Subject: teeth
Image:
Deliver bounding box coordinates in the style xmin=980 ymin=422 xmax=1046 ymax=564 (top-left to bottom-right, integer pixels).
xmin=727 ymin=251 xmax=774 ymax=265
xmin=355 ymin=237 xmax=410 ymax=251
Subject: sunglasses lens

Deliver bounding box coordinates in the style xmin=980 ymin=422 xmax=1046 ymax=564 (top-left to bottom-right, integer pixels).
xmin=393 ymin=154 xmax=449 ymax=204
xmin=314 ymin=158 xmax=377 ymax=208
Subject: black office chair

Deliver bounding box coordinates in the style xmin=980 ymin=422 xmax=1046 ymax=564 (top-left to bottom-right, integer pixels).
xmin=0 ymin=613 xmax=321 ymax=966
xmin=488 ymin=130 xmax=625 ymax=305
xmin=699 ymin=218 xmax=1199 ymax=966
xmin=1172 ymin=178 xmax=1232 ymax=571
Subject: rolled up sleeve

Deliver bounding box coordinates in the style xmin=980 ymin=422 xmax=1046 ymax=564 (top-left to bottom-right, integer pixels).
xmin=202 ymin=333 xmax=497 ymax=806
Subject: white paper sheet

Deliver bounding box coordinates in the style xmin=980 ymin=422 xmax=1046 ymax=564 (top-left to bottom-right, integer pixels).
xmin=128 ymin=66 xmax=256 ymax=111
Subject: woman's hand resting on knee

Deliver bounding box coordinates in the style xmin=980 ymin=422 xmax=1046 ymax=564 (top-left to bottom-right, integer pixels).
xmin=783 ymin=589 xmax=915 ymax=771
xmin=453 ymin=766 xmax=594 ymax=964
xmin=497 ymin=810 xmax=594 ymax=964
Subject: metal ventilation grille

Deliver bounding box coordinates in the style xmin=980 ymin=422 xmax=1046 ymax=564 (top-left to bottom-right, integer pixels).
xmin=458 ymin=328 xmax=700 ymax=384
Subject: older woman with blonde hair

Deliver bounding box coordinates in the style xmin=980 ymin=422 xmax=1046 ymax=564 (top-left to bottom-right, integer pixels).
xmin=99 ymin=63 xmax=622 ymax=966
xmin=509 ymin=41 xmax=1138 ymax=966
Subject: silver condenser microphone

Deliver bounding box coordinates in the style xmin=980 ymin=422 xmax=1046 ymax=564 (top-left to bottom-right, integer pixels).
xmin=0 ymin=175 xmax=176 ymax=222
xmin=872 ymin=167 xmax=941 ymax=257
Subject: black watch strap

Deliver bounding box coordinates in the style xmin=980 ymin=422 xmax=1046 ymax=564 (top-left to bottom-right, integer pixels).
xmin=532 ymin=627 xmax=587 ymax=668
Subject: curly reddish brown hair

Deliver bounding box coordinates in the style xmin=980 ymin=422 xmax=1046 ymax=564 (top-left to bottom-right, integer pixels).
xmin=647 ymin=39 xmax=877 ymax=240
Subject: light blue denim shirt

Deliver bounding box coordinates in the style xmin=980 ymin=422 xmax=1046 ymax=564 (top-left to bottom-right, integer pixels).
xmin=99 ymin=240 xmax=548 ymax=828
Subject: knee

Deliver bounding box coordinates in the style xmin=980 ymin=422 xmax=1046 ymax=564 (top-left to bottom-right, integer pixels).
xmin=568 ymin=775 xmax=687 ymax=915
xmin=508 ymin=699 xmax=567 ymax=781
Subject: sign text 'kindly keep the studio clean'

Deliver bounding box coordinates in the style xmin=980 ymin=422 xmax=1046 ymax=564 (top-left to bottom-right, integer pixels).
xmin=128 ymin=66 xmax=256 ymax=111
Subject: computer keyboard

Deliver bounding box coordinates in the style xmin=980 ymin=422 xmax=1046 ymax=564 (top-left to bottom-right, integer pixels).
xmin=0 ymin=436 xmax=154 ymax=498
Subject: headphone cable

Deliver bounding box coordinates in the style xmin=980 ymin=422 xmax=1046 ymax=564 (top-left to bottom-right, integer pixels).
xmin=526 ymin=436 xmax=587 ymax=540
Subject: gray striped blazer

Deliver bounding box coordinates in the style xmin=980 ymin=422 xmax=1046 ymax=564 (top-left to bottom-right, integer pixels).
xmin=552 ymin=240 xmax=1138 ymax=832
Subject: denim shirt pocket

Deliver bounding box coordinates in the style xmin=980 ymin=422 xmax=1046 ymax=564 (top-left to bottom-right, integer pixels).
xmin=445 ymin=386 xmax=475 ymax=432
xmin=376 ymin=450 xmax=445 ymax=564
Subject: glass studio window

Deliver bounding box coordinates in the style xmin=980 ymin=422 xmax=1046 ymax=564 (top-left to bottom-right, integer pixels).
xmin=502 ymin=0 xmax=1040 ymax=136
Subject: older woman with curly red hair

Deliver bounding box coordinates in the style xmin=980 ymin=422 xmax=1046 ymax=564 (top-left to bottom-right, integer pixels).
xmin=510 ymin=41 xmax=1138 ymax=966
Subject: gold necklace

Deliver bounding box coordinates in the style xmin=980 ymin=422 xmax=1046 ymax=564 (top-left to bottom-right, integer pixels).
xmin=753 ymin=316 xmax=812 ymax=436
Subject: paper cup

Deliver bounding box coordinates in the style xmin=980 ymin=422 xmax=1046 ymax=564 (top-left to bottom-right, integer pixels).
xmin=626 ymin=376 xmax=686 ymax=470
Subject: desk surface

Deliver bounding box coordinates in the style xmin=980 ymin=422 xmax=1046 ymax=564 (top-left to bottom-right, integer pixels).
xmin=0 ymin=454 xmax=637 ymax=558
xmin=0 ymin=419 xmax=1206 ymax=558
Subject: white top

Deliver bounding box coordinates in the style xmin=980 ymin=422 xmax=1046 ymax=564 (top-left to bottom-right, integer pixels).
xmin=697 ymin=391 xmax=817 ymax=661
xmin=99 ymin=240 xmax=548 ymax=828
--
Task objective:
Copy all of the data above word for word, without changing anything.

Response to the task:
Subject: teeth
Image:
Deliver bounding box coordinates in the style xmin=980 ymin=422 xmax=1046 ymax=564 (top-left to bottom-right, integer pixels).
xmin=727 ymin=251 xmax=774 ymax=265
xmin=355 ymin=237 xmax=410 ymax=251
Subject: sunglasses lens

Deliver bounding box coordinates in the style xmin=980 ymin=422 xmax=1046 ymax=564 (top-left to bottom-right, integer pixels).
xmin=393 ymin=154 xmax=449 ymax=204
xmin=314 ymin=158 xmax=377 ymax=208
Subject: black office chair

Deliver bounding box coordinates in the style xmin=980 ymin=422 xmax=1046 ymax=564 (top-left to bottom-right, integer pixels).
xmin=0 ymin=613 xmax=321 ymax=966
xmin=488 ymin=130 xmax=625 ymax=305
xmin=699 ymin=218 xmax=1199 ymax=966
xmin=1172 ymin=178 xmax=1232 ymax=571
Subject: rolled up sleeve

Deliver bounding box coordinates in the style xmin=980 ymin=422 xmax=1046 ymax=564 (top-left to bottom-right, integer pixels).
xmin=202 ymin=333 xmax=497 ymax=806
Subject: white paper sheet

Deliver bounding box coordinates in the style xmin=980 ymin=422 xmax=1046 ymax=564 (top-left to bottom-right, integer pixels).
xmin=128 ymin=66 xmax=256 ymax=111
Subject: woman's hand resting on knee

Deliver bounding box coordinates in the style xmin=980 ymin=422 xmax=1046 ymax=564 (top-left to bottom-right, integer pixels).
xmin=783 ymin=589 xmax=915 ymax=771
xmin=453 ymin=766 xmax=594 ymax=964
xmin=497 ymin=810 xmax=594 ymax=964
Subject: metal ventilation grille

Deliver bounding box coordinates in the style xmin=980 ymin=422 xmax=1046 ymax=564 (top-left to bottom-right, integer pixels).
xmin=458 ymin=328 xmax=700 ymax=384
Subject: older woman with blonde hair

Deliver bounding box coordinates in the style xmin=980 ymin=422 xmax=1046 ymax=564 (top-left to bottom-right, integer pixels).
xmin=99 ymin=63 xmax=622 ymax=966
xmin=509 ymin=41 xmax=1138 ymax=966
Subject: silver condenser microphone

Deliver bounding box coordinates in the style xmin=980 ymin=422 xmax=1046 ymax=564 (top-left to bottom-right, integer pixels).
xmin=0 ymin=175 xmax=176 ymax=222
xmin=872 ymin=167 xmax=941 ymax=257
Subject: black watch strap

Deliver bounding box coordinates in the style xmin=980 ymin=422 xmax=1046 ymax=564 (top-left to bottom-right, integer pixels).
xmin=532 ymin=627 xmax=587 ymax=668
Subject: curly reddish brown hair

Deliver bounding box coordinates in the style xmin=980 ymin=422 xmax=1046 ymax=564 (top-left to bottom-right, integer pixels).
xmin=647 ymin=39 xmax=877 ymax=240
Subject: light blue denim shirt

Deliver bounding box coordinates in the style xmin=980 ymin=422 xmax=1046 ymax=564 (top-left to bottom-right, integer pixels).
xmin=99 ymin=240 xmax=548 ymax=828
Subject: knee

Deliver bounding box coordinates in the style xmin=980 ymin=422 xmax=1046 ymax=564 (top-left to bottom-right, integer pixels).
xmin=568 ymin=775 xmax=687 ymax=915
xmin=508 ymin=699 xmax=567 ymax=781
Subject: sign text 'kindly keep the studio clean'

Deliver bounding box coordinates in the style xmin=980 ymin=422 xmax=1046 ymax=564 (top-left to bottom-right, integer pixels).
xmin=128 ymin=66 xmax=256 ymax=111
Subject: computer keyboard

Deliver bounding box coordinates in the style xmin=980 ymin=422 xmax=1046 ymax=564 (top-left to bottom-right, integer pixels).
xmin=0 ymin=436 xmax=154 ymax=498
Subject: headphone cable

Deliver bounding box coordinates in the style xmin=980 ymin=422 xmax=1046 ymax=564 (top-left to bottom-right, integer pixels).
xmin=526 ymin=436 xmax=587 ymax=540
Subject: gray striped blazer

Deliver bounding box coordinates in the style xmin=980 ymin=422 xmax=1046 ymax=564 (top-left to bottom-right, integer pixels).
xmin=552 ymin=240 xmax=1138 ymax=832
Subject: denim shirt pocket

Deliver bounding box coordinates in the style xmin=980 ymin=422 xmax=1046 ymax=564 (top-left to bottom-right, integer pixels).
xmin=445 ymin=386 xmax=475 ymax=432
xmin=376 ymin=450 xmax=445 ymax=564
Subject: glass studio window

Deliver bounding box coordinates in the style xmin=980 ymin=422 xmax=1046 ymax=564 (top-left to bottom-right, integer pixels).
xmin=502 ymin=0 xmax=1040 ymax=136
Subject: older woman with curly red hair

Deliver bounding box coordinates in the style xmin=980 ymin=422 xmax=1046 ymax=564 (top-left to bottom-right, integer pixels).
xmin=510 ymin=41 xmax=1138 ymax=966
Subject: gold necklace

Deliver bounding box coordinates in the style xmin=980 ymin=422 xmax=1046 ymax=564 (top-left to bottom-right, integer pixels).
xmin=753 ymin=316 xmax=812 ymax=436
Subject: paper cup

Deliver bounding box coordinates in the style xmin=980 ymin=422 xmax=1046 ymax=564 (top-left to bottom-right, integer pixels).
xmin=626 ymin=376 xmax=686 ymax=470
Subject: desk surface

Deliver bounding box coordinates in the style xmin=980 ymin=422 xmax=1046 ymax=564 (top-left to bottom-right, integer pixels).
xmin=0 ymin=454 xmax=637 ymax=558
xmin=0 ymin=419 xmax=1206 ymax=558
Subject: white top

Deliver bounding box coordinates in the style xmin=980 ymin=422 xmax=1046 ymax=564 (top-left to bottom-right, integer pixels).
xmin=697 ymin=391 xmax=817 ymax=661
xmin=99 ymin=240 xmax=548 ymax=828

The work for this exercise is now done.